**The problem:**
Produce a verbatim transcription of the records below, beginning at the line containing "basketball seam, each" and ending at the final line; include only those lines.

((

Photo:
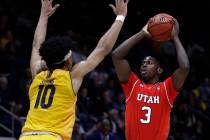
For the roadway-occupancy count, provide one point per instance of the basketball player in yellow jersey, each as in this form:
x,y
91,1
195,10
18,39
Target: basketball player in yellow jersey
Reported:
x,y
53,90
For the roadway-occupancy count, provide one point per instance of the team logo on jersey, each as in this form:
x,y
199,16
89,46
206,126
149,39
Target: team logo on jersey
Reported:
x,y
148,99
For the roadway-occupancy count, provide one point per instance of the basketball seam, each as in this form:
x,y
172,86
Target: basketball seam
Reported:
x,y
156,35
159,24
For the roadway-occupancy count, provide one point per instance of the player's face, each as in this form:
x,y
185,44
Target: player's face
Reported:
x,y
148,68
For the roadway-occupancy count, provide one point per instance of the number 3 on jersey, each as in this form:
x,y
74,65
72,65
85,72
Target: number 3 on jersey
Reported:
x,y
147,115
42,94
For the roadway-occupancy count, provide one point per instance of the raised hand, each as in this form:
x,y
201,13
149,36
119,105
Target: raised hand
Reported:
x,y
47,8
175,31
120,7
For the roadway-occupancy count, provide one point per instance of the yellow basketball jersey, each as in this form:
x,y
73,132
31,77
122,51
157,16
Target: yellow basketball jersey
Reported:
x,y
52,104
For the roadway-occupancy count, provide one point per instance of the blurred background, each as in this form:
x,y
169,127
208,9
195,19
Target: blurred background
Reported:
x,y
100,106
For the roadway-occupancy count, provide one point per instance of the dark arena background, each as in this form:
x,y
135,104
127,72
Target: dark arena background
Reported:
x,y
84,22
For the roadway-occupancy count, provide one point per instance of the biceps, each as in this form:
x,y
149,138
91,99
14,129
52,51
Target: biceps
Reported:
x,y
122,69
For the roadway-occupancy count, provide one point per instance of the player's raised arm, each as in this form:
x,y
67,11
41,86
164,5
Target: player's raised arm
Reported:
x,y
118,55
36,64
106,42
181,73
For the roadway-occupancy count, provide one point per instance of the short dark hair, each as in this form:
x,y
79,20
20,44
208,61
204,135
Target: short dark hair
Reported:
x,y
53,50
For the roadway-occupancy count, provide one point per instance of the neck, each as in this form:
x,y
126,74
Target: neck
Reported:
x,y
152,81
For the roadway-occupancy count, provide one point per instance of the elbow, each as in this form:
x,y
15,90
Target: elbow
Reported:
x,y
114,55
186,68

))

**In response:**
For the roadway-occupancy count, provide one point per instance of the basketball seam, each as in this form:
x,y
172,86
Target: basketball seam
Reported:
x,y
156,35
159,24
For the roadway-occupancy count, provide one point per instance of the player's face, each as in this form:
x,y
185,44
Target: player's face
Reported:
x,y
148,68
For the roadway-occupancy count, provide one point per instance of the number 3 on jersey, each as in this form:
x,y
74,65
72,65
85,72
Target: number 3 on jersey
Reported:
x,y
147,115
42,94
For the roadway-occupancy count, provide one point per instance of the raised hand, each as in this form:
x,y
201,13
149,36
119,105
Target: raised hand
Reported:
x,y
47,8
175,31
120,7
For the roadway-occupancy count, provide one point per instance of the yellow basketball jersey, each as in this form:
x,y
73,132
31,77
122,51
157,16
Target: yellow basketball jersey
Reported:
x,y
52,104
For the roadway-occupancy count, provide one point per instance of the blurred background, each as in this form:
x,y
169,127
208,9
195,19
Target: blurred background
Reported:
x,y
100,106
For the roadway-occupancy count, provide one point per instance of the dark arena background, each as in this form:
x,y
135,104
127,72
Target: dark arena background
Reported:
x,y
84,22
For the roadway-occupancy count, provide one point per instance of the biceps, each as in this form:
x,y
149,138
91,99
14,129
52,51
Target: biceps
Reported:
x,y
122,69
For the roadway-occupancy count, provide one point per instance of the player's raised arm, each as in this form:
x,y
67,11
41,86
164,5
Target: player's raised arm
Reported:
x,y
118,55
36,64
106,42
181,73
For the roadway-occupancy count, provide one point per instance of the short dark hair, each as in this form:
x,y
79,20
20,44
208,61
204,135
Target: short dark hair
Reported:
x,y
53,50
For the roadway-occupancy count, provide one point per instance of the neck, each as in this form:
x,y
126,74
Target: neck
Reported:
x,y
152,81
For the roadway-occupancy count, provide one point per instance of the elbow, each as in this form:
x,y
15,90
Target: elbow
Reported:
x,y
114,55
186,68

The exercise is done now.